== Tasks for this exercise ==
1. In the post on Sentinel shared tables, which firewall vendors' logs can the CommonSecurityLog table contain?
2. From the post on Sentinel shared tables, return verbatim the part that opens with the words containing "The widespread use" and closes with "as shared tables.".
3. Carry the post on Sentinel shared tables further, picking up right after its final line.

== Passage shown ==
· · · ·
Shared tables: How to optimize them in Sentinel

When it comes to managing logs in Microsoft Sentinel, shared tables like Syslog, CommonSecurityLog, and AzureDiagnostics often serve as the default destinations for consolidating data from various solutions. While forwarding logs to these tables aligns with Microsoft’s ‘best practices’, this approach comes with significant limitations that have only grown as Microsoft introduced new features. In this post, we’ll explore the drawbacks associated with utilizing these tables and discuss why avoiding them can be advantageous.

In Microsoft Sentinel, most data sources have their own dedicated tables, but some solutions share the same tables. In these shared tables, logs from multiple solutions are stored together. For instance, the CommonSecurityLog table can contain logs from Cisco ASA, Fortinet, and Palo Alto firewalls. While consolidating different logs in one place may seem convenient, it comes with its own set of drawbacks.

The widespread use of these shared tables has led many solutions (like parsers and rules) to become heavily dependent on them, making the transition to more efficient alternatives challenging. However, the advantages gained from switching to dedicated tables often outweigh the drawbacks, making the effort worthwhile in the long run.

Next, we dive into these shared tables, examine the type of data they store, and explore the issues they present.

Shared Tables

The tables below are the typical ones commonly used as shared tables.

1. Syslog

The Syslog table in Microsoft Sentinel serves as a central repository for logs originating from Linux machines, either directly or indirectly. It primarily contains two types of data:

Linux machine logs collected via the AMA agent
raw Syslog-formatted third party logs gathered through a Syslog collector (still via AMA)
· · · ·
== Excerpts of pointing data ==
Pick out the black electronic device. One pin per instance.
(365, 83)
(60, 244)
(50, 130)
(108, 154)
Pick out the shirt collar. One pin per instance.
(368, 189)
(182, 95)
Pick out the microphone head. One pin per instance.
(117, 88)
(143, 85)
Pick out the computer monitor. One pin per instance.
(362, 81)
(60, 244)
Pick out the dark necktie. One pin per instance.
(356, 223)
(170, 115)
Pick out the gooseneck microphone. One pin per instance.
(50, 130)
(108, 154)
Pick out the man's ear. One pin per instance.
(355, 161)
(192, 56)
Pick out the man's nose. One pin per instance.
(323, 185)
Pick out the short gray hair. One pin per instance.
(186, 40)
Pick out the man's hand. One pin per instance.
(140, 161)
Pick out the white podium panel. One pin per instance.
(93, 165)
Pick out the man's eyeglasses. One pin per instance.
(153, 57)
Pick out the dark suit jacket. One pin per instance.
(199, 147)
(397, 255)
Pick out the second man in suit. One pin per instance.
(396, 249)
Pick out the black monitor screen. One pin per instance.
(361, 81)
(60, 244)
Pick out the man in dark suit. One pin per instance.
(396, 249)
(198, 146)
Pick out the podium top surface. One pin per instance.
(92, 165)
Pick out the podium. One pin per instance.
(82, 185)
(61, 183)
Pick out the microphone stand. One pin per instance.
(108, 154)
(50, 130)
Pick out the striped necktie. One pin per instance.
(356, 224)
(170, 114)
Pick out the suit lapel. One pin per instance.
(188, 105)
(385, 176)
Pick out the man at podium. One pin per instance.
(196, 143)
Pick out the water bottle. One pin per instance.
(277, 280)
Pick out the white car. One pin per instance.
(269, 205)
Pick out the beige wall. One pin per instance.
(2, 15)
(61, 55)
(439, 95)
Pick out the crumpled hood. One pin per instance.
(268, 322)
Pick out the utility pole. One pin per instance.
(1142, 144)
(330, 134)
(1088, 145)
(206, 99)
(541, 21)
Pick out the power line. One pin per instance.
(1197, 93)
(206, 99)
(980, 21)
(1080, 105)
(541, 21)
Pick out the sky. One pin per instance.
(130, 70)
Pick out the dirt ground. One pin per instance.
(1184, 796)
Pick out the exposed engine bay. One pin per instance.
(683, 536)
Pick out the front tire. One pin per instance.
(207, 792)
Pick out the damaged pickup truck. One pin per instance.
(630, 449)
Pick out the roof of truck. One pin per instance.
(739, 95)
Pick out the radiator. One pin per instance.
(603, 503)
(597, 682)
· · · ·
== Answer list ==
1. Cisco ASA, Fortinet, and Palo Alto.

2.
The widespread use of these shared tables has led many solutions (like parsers and rules) to become heavily dependent on them, making the transition to more efficient alternatives challenging. However, the advantages gained from switching to dedicated tables often outweigh the drawbacks, making the effort worthwhile in the long run.

Next, we dive into these shared tables, examine the type of data they store, and explore the issues they present.

Shared Tables

The tables below are the typical ones commonly used as shared tables.

3.
Syslog log sample Cisco FTD logs in the shared Syslog table - all the data is stored in the SyslogMessage field

2. CommonSecurityLog

This table is designed to store data from third-party devices, primarily network devices, that support CEF-formatted logs. While the data still travels via Syslog, the custom CEF format allows for more efficient parsing and pre-parsing (by the agent) compared to raw Syslog logs.

CommonSecurityLog log sample Palo Alto log in the shared CommonSecurityLog table - all the unparsed data is stored in the AdditionalExtensions field

3. AzureDiagnostics

The AzureDiagnostics table is used to store logs from the majority of Azure PaaS resources. However, even Microsoft has acknowledged that this approach is not the most efficient, which is why some PaaS resources now have their own dedicated tables. Despite improvements, the AzureDiagnostics table remains widely used due to existing content built around it and the lack of dedicated table support in some PaaS solutions.

AzureDiagnostics log sample Azure Firewall log in the shared AzureDiagnostics table - all the unparsed data is stored in the msg_s field

Challenges

Storing logs from multiple sources in shared tables may seem efficient at first, but it introduces several challenges that can affect performance, cost, and functionality. Key issues:

Query Performance: Shared tables grow large by consolidating data from multiple sources, slowing down queries that need to scan the entire table. Early filtering can help, but when it’s not feasible (e.g. with messy Syslog logs), query performance suffers.
Parsing Complexity: Logs from different sources often have inconsistent or non-standard formats within shared tables, complicating pre-parsing and making it harder to extract information efficiently. Pre-parsing done by the AMA agent, especially on raw Linux logs, tends to be incorrect and can result in log loss or information loss.
Increased Cost: Shared tables often use a “collector” field for unparsed or miscellaneous data, which can be hard to interpret and significantly increases log size. Properly parsed logs are much smaller. The lack of parsing inflates the ingestion costs in Sentinel. The “collector” fields are the ‘SyslogMessage’ field in the Syslog, ‘AdditionalExtensions’ field in CommonSecurityLog and the ‘msg_s’ field in the AzureDiagnostics table.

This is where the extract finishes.